* **Try it**
Give back the entries verbatim.
* * * * * * * * *
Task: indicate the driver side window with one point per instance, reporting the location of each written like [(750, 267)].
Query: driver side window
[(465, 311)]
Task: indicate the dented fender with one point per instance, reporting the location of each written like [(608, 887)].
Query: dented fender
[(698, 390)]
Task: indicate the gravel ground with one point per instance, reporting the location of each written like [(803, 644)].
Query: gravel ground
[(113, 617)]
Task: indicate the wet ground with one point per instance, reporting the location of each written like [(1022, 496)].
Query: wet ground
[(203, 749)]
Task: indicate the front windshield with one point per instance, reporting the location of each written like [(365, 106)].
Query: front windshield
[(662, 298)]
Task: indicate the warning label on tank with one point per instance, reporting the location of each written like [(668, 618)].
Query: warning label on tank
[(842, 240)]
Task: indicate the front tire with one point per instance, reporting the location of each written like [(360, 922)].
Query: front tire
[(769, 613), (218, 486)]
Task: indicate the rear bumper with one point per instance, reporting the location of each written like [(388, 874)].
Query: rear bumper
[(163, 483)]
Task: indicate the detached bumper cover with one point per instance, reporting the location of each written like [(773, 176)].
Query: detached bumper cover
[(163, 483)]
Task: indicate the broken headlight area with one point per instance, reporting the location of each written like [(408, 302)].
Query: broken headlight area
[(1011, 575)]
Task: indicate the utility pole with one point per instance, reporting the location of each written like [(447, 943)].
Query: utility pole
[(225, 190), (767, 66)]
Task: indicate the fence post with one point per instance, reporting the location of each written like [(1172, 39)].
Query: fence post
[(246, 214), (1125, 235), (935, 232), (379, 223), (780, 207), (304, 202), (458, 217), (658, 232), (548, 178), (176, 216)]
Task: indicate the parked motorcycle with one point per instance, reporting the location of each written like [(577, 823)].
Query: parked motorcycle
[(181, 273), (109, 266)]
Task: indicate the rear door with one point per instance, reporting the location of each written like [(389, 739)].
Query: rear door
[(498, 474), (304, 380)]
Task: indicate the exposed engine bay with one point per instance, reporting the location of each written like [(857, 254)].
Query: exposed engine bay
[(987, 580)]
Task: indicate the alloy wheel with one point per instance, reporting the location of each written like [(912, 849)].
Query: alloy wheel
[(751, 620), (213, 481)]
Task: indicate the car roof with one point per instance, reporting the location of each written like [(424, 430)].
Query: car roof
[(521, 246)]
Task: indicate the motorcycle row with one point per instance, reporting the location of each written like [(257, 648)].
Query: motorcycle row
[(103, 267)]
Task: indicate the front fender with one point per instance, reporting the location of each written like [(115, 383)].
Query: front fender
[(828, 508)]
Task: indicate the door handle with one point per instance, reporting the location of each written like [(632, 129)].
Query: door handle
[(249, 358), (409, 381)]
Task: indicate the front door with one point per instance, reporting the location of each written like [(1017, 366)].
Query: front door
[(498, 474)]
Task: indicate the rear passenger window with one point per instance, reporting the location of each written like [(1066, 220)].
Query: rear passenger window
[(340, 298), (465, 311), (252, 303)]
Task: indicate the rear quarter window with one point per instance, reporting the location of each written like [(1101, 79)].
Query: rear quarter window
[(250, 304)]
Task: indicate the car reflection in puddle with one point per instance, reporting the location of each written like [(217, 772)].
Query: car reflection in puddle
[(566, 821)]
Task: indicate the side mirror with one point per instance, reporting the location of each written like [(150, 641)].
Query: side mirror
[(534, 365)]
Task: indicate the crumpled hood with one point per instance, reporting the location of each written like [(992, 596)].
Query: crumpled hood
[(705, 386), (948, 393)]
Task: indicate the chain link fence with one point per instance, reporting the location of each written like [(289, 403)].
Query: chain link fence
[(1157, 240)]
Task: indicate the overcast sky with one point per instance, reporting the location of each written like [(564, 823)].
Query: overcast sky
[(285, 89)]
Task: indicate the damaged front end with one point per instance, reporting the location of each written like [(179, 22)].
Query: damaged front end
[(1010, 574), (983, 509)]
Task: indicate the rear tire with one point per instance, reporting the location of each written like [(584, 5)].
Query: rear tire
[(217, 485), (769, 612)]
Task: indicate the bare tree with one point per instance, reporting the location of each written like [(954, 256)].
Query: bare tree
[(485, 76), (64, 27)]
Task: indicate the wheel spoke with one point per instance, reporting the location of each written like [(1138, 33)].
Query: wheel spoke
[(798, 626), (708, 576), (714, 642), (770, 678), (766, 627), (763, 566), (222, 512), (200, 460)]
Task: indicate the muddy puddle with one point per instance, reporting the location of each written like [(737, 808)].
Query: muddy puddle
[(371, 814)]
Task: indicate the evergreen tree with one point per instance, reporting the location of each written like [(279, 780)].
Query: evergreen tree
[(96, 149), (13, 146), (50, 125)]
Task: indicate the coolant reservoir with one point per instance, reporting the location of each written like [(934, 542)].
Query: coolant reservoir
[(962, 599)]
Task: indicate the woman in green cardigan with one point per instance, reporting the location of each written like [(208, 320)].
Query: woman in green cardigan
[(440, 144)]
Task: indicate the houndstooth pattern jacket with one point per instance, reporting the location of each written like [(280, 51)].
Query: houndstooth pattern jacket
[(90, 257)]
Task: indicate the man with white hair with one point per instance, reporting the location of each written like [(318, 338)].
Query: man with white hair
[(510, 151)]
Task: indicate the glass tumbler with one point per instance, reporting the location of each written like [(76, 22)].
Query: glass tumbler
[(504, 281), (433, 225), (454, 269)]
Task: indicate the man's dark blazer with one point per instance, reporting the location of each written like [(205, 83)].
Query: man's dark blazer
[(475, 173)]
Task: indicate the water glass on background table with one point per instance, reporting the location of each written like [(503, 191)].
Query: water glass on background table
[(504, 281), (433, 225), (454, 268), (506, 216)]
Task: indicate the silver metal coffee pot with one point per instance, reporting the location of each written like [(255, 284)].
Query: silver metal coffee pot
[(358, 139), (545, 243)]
* * * * * * * * *
* **Answer space**
Task: indicate the driver side window with one point per instance, reporting the location of each written like [(750, 267)].
Query: driver side window
[(465, 311)]
Task: indicate the dented fender with one point per instance, reporting the location of each written like [(608, 887)].
Query: dented fender
[(698, 390)]
Task: indicate the gravel ground with one point per instance, reporting the location of each written like [(803, 644)].
Query: gravel ground
[(113, 617)]
Task: indicate the wet ground with one point per instance, reporting the location of each written like [(1022, 496)].
Query: wet ground
[(203, 749)]
Task: indicate the front windshield with one point per instance, reporting the location of each written like [(365, 106)].
Query: front windshield
[(662, 298)]
Task: indicate the warning label on tank with one point per instance, reporting the location of each written like [(668, 618)].
Query: warning label on tank
[(842, 240)]
Task: indicate the front tire with one point per instance, reporting the location of each written like [(360, 922)].
Query: front tire
[(769, 613), (218, 486)]
Task: indicate the rear bumper with one point per instance, reporting the location of each written like [(388, 874)].
Query: rear bumper
[(163, 483)]
Task: indicate the detached bumper cover with one point per instance, reporting the location of each written like [(773, 176)].
Query: detached bumper cover
[(163, 483)]
Task: indicate the broken headlight area with one point per instance, reporting the location of each written like [(408, 302)].
Query: broken headlight area
[(1011, 575)]
Task: indicate the utility pole with one point per instance, reporting the location of each written like [(447, 943)].
Query: utility pole
[(225, 190), (767, 66)]
Task: indicate the fence post with one point per instance, reporting the location of each written like [(1172, 39)].
Query: fence post
[(246, 214), (1125, 235), (935, 232), (379, 223), (780, 207), (304, 202), (458, 217), (658, 232), (548, 178), (176, 216)]
Task: indicate the parked motorcycle with one point per instance, reporting the location of each written like [(577, 823)].
Query: parked motorcycle
[(181, 273), (109, 266)]
Task: indicate the rear door with one point per instance, reporting the location of each written like [(389, 739)].
Query: rear door
[(498, 474), (304, 380)]
Task: indicate the exposed engine bay with one point per instance, reporting the location of each written like [(857, 254)].
Query: exposed engine bay
[(987, 580)]
Task: indicate the alloy wheel with one point per instance, reporting the location of each written like [(912, 849)].
Query: alloy wheel
[(751, 620), (213, 481)]
Task: indicate the car roof with one point per instance, reporting the location of each written like [(424, 430)].
Query: car roof
[(521, 246)]
Task: indicate the motorcycle row with one point per instance, reporting the location of each written like [(257, 648)].
Query: motorcycle row
[(103, 267)]
Task: indicate the front fender with one point per instance, reporting the location of each written like [(115, 383)].
Query: front fender
[(828, 508)]
Task: indicate the door handle with one point per instance, reporting the location of each written like [(632, 129)].
Query: door handle
[(249, 358), (409, 381)]
Task: indicate the front door with one point per instance, reporting the location of each written like [(1017, 366)].
Query: front door
[(498, 474)]
Task: indicate the rear passenger window with one point per instance, reporting the location of each written like [(1066, 220)].
Query: rear passenger window
[(340, 298), (465, 311), (252, 303)]
Task: indicate the rear quarter window with one point per instance, reporting the location of each written like [(1101, 79)].
Query: rear quarter window
[(250, 304)]
Task: indicate the car reflection in puddle with one point per instance, reporting the location of each written like [(217, 772)].
Query: car reflection in puddle
[(566, 821)]
Task: indicate the side mirror with one point per instance, reporting the location of each written like [(150, 641)].
Query: side mirror
[(534, 365)]
Task: indicate the crumpled hood with one point per instance, reporting the location of each written like [(992, 596)].
Query: crumpled hood
[(705, 386), (948, 393)]
Task: indicate the chain link fence with one point per instance, reporting the location of each written like [(289, 403)].
Query: chain link fence
[(1157, 240)]
Task: indicate the overcast sky with one point per instance, reporting the location of each written like [(564, 823)].
Query: overcast sky
[(285, 89)]
Task: indicate the damaged front end with one point per instance, reporting the location of each written like [(179, 22)].
Query: damaged front end
[(1010, 574), (983, 509)]
Task: indicate the rear tire with one point per instance, reporting the location of each written like [(584, 5)].
Query: rear tire
[(217, 485), (769, 612)]
Task: indicate the bare tree with one point per instance, reporting the location of each written like [(954, 256)].
Query: bare tree
[(485, 76), (64, 27)]
Task: indicate the wheel spoke with one point per instance, reporting the location of each written like [(1138, 33)].
Query: wheel spoke
[(798, 626), (708, 576), (714, 642), (770, 678), (766, 627), (763, 566), (222, 512), (200, 460)]
Task: indicate the muddy puddle with one point per instance, reporting the location of each written like [(737, 808)].
Query: muddy puddle
[(371, 814)]
Task: indicate the evergreen tree with one point per instance, reporting the location of each written like [(279, 780)].
Query: evergreen tree
[(96, 149), (13, 146), (50, 125)]
Task: indicate the coolant reservoir with one point per instance, reporting the location of each written like [(934, 542)].
Query: coolant reservoir
[(962, 599)]
Task: indicate the woman in green cardigan with one point per instance, reporting the location of each written like [(208, 320)].
Query: woman in green cardigan
[(440, 144)]
Task: indicate the houndstooth pattern jacket with one point per instance, reporting the location of each written like [(280, 51)].
Query: houndstooth pattern jacket
[(90, 257)]
Task: indicate the man with white hair with one point per instance, reporting the location of each written like [(318, 338)].
Query: man with white hair
[(510, 151)]
Task: indicate the glass tumbler with one point per instance, reporting the location of each written like [(76, 22)].
Query: glass tumbler
[(504, 281), (433, 225), (454, 269)]
Task: indicate the man's dark blazer with one point per instance, reporting the location of each written like [(205, 83)].
Query: man's dark blazer
[(475, 173)]
Task: indicate the water glass on background table with one point per instance, reporting the location of each written like [(503, 191)].
Query: water glass on background table
[(504, 281), (433, 225), (454, 268), (506, 216)]
Task: indicate the silver metal coffee pot with one point per instance, reporting the location of each written like [(255, 284)].
Query: silver metal coffee pot
[(358, 139), (545, 243)]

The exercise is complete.